- [TASK PROMPT]: Every entry below should be printed exactly.

[Stored data]
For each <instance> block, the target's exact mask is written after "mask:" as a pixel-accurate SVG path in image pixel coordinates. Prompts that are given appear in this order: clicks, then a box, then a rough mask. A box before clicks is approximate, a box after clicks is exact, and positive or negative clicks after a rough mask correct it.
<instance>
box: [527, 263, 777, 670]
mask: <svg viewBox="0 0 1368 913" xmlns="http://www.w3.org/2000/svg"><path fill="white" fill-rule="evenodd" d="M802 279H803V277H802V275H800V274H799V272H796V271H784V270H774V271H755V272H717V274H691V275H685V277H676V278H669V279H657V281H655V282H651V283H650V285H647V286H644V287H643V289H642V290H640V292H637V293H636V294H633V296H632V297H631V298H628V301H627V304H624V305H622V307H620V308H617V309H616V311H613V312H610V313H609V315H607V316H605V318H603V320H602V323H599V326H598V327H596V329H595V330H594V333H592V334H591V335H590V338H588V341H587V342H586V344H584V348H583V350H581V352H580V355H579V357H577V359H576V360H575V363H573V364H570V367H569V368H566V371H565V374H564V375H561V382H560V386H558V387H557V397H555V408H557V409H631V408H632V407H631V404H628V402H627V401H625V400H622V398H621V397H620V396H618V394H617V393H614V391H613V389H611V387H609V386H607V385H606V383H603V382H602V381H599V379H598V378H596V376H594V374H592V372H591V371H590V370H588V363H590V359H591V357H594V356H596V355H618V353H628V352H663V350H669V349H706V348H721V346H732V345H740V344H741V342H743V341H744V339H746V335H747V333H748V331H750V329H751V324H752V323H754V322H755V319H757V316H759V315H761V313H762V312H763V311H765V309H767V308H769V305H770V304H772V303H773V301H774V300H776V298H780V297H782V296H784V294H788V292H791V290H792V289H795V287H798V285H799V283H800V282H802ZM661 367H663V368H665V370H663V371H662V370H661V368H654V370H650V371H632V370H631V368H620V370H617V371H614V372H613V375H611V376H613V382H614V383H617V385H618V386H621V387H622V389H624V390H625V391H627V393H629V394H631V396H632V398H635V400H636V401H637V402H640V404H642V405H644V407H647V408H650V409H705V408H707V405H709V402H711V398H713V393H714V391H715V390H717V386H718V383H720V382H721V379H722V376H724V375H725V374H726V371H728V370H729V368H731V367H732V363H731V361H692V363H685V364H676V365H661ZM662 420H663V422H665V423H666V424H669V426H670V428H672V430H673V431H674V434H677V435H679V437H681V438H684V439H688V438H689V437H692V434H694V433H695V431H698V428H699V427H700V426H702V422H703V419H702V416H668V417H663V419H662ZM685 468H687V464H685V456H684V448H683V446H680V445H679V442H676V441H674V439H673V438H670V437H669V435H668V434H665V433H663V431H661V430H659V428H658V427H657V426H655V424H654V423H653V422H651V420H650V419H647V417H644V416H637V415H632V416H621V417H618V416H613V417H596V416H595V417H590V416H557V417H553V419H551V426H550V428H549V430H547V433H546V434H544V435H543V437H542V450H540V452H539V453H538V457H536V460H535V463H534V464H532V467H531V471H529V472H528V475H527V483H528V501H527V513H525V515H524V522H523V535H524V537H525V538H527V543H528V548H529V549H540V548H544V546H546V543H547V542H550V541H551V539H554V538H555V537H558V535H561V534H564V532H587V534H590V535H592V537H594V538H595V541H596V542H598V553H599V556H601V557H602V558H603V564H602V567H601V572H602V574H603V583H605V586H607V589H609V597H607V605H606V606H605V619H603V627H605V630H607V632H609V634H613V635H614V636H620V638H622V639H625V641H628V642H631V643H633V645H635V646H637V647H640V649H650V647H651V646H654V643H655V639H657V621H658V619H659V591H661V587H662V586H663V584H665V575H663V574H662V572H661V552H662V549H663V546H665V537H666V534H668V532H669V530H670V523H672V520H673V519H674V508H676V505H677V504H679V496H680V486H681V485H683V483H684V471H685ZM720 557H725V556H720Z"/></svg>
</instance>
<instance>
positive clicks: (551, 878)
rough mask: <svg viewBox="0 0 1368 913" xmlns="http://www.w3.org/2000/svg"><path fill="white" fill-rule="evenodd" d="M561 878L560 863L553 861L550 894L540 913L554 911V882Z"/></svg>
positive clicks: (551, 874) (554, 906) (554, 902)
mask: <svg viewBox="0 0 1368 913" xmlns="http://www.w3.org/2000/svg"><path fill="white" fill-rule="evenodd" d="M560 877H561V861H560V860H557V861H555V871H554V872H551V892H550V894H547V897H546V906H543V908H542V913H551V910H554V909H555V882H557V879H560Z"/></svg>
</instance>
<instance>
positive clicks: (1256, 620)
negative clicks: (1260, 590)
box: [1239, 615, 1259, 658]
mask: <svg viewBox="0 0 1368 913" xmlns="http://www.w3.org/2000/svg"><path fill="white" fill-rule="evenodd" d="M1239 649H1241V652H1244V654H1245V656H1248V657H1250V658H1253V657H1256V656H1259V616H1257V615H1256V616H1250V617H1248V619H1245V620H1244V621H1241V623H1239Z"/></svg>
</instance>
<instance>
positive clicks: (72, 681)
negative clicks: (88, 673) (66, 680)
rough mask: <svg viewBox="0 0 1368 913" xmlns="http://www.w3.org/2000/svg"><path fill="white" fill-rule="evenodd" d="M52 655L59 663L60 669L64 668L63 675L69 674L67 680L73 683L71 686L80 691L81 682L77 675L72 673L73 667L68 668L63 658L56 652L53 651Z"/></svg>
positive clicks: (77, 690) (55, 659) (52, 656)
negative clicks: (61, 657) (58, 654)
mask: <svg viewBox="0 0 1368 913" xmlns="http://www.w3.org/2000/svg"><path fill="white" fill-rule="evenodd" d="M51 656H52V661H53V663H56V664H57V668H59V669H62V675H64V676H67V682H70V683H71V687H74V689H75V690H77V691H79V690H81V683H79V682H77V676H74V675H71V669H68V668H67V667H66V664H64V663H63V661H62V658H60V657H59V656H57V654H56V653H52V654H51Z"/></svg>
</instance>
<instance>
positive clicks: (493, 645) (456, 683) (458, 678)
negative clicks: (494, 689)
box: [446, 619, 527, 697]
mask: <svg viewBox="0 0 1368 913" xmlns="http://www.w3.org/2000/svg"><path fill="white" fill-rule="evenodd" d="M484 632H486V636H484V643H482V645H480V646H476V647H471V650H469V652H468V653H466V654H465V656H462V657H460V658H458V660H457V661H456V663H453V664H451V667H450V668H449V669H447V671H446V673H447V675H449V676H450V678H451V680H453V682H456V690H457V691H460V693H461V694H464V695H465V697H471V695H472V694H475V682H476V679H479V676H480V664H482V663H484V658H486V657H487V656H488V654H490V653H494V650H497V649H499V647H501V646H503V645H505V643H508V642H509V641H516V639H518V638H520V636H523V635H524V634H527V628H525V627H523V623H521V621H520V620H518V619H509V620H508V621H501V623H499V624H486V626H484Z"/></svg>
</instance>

- [EXERCISE RESPONSE]:
For each <instance> block, the target's exact mask is written after "mask:" as a pixel-accurate SVG path in image pixel coordinates. Prompts that are given appear in this order: clicks, then a box, then a rough mask. A box before clicks is approximate, a box after clicks is exact, and positive or negative clicks after a rough mask correct it.
<instance>
box: [527, 263, 777, 670]
mask: <svg viewBox="0 0 1368 913" xmlns="http://www.w3.org/2000/svg"><path fill="white" fill-rule="evenodd" d="M802 279H803V277H802V275H800V274H799V272H796V271H784V270H774V271H755V272H717V274H691V275H685V277H676V278H669V279H657V281H655V282H651V283H650V285H647V286H644V287H643V289H642V290H640V292H637V293H636V294H633V296H632V297H631V298H628V301H627V304H624V305H622V307H620V308H617V309H616V311H613V312H610V313H609V315H607V316H605V318H603V320H602V323H599V326H598V327H596V329H595V330H594V333H592V334H591V335H590V338H588V341H587V342H586V344H584V348H583V350H581V352H580V355H579V357H577V359H576V360H575V363H573V364H570V367H569V368H566V371H565V374H564V375H561V382H560V386H558V387H557V397H555V408H557V409H631V408H632V407H631V404H628V402H627V401H625V400H622V398H621V397H620V396H618V394H617V393H614V391H613V389H611V387H609V386H607V385H606V383H603V382H602V381H599V379H598V378H596V376H594V374H592V372H591V371H590V370H588V363H590V359H591V357H594V356H596V355H618V353H628V352H663V350H669V349H706V348H721V346H732V345H740V344H741V342H743V341H744V339H746V335H747V333H748V331H750V329H751V324H752V323H754V322H755V319H757V316H759V315H761V313H762V312H763V311H765V309H767V308H769V305H770V304H772V303H773V301H774V300H776V298H780V297H782V296H784V294H788V292H791V290H792V289H795V287H798V285H799V283H800V282H802ZM661 367H663V368H665V370H663V371H662V370H661V368H654V370H650V371H632V370H631V368H620V370H617V371H614V372H613V375H611V376H613V382H614V383H617V385H618V386H621V387H622V389H624V390H625V391H627V393H629V394H631V396H632V398H635V400H636V401H637V402H640V404H642V405H644V407H647V408H650V409H705V408H707V405H709V402H711V398H713V393H714V391H715V390H717V386H718V383H720V382H721V379H722V376H724V375H725V374H726V371H728V370H729V368H731V367H732V363H731V361H692V363H685V364H676V365H661ZM662 420H663V422H665V423H666V424H669V426H670V428H672V430H673V431H674V434H677V435H679V437H681V438H684V439H688V438H689V437H692V434H694V433H695V431H698V428H699V427H700V426H702V422H703V419H702V416H668V417H663V419H662ZM685 468H687V464H685V456H684V448H683V446H680V445H679V442H676V441H674V439H673V438H670V437H669V435H668V434H665V433H663V431H661V430H659V428H658V427H657V426H655V424H654V423H653V422H651V420H650V419H647V417H644V416H637V415H632V416H621V417H618V416H613V417H596V416H595V417H590V416H557V417H553V419H551V426H550V428H549V430H547V433H546V434H544V435H543V437H542V450H540V452H539V453H538V457H536V460H535V463H534V464H532V467H531V471H529V472H528V475H527V483H528V501H527V513H525V515H524V522H523V535H524V537H525V538H527V543H528V548H529V549H540V548H544V546H546V543H547V542H550V541H551V539H554V538H555V537H558V535H561V534H564V532H587V534H590V535H592V537H594V538H595V541H596V542H598V553H599V556H601V557H602V558H603V564H602V567H601V572H602V574H603V583H605V586H607V589H609V597H607V605H606V606H605V619H603V627H605V630H607V632H609V634H613V635H614V636H620V638H622V639H625V641H628V642H631V643H633V645H635V646H637V647H640V649H650V647H651V646H654V643H655V639H657V621H658V619H659V591H661V587H662V586H663V584H665V575H663V574H662V572H661V552H662V549H663V546H665V537H666V534H668V532H669V530H670V523H672V520H673V519H674V508H676V505H677V504H679V496H680V486H681V485H683V483H684V471H685ZM720 557H725V556H720Z"/></svg>
</instance>
<instance>
positive clicks: (551, 878)
rough mask: <svg viewBox="0 0 1368 913" xmlns="http://www.w3.org/2000/svg"><path fill="white" fill-rule="evenodd" d="M561 878L560 863L553 861L550 894L540 913L554 911V882Z"/></svg>
positive clicks: (551, 874) (554, 906) (554, 902)
mask: <svg viewBox="0 0 1368 913" xmlns="http://www.w3.org/2000/svg"><path fill="white" fill-rule="evenodd" d="M560 877H561V861H560V860H557V861H555V871H554V872H551V892H550V894H547V897H546V906H543V908H542V913H551V910H554V909H555V882H557V879H560Z"/></svg>
</instance>
<instance>
positive clicks: (1256, 620)
negative clicks: (1260, 590)
box: [1239, 615, 1259, 658]
mask: <svg viewBox="0 0 1368 913" xmlns="http://www.w3.org/2000/svg"><path fill="white" fill-rule="evenodd" d="M1239 649H1241V652H1244V654H1245V656H1248V657H1250V658H1253V657H1256V656H1259V616H1257V615H1256V616H1250V617H1248V619H1245V620H1244V621H1241V623H1239Z"/></svg>
</instance>
<instance>
positive clicks: (72, 681)
negative clicks: (88, 673) (66, 680)
rough mask: <svg viewBox="0 0 1368 913" xmlns="http://www.w3.org/2000/svg"><path fill="white" fill-rule="evenodd" d="M52 655L59 663L60 669L64 668L63 675L69 674L67 680L73 683L71 686L80 691L81 682L77 675L72 673L73 667L68 668L63 658L56 652L53 651Z"/></svg>
positive clicks: (77, 690) (55, 659) (52, 656)
negative clicks: (61, 657) (58, 654)
mask: <svg viewBox="0 0 1368 913" xmlns="http://www.w3.org/2000/svg"><path fill="white" fill-rule="evenodd" d="M51 656H52V661H53V663H56V664H57V668H59V669H62V675H64V676H67V682H70V683H71V687H74V689H75V690H77V691H79V690H81V683H79V682H77V676H74V675H71V669H68V668H67V667H66V664H64V663H63V661H62V658H60V657H59V656H57V654H56V653H52V654H51Z"/></svg>
</instance>
<instance>
positive clicks: (493, 645) (456, 683) (458, 678)
negative clicks: (494, 689)
box: [446, 619, 527, 697]
mask: <svg viewBox="0 0 1368 913" xmlns="http://www.w3.org/2000/svg"><path fill="white" fill-rule="evenodd" d="M484 632H486V636H484V643H482V645H480V646H476V647H471V650H469V652H468V653H466V654H465V656H462V657H460V658H458V660H457V661H456V663H453V664H451V667H450V668H449V669H447V671H446V673H447V675H449V676H450V678H451V680H453V682H456V690H457V691H460V693H461V694H464V695H465V697H471V695H472V694H475V682H476V679H479V676H480V664H482V663H484V658H486V657H487V656H488V654H490V653H494V650H497V649H499V647H501V646H503V645H505V643H508V642H509V641H516V639H518V638H520V636H523V635H524V634H527V628H525V627H523V623H521V621H520V620H518V619H509V620H508V621H501V623H499V624H486V626H484Z"/></svg>
</instance>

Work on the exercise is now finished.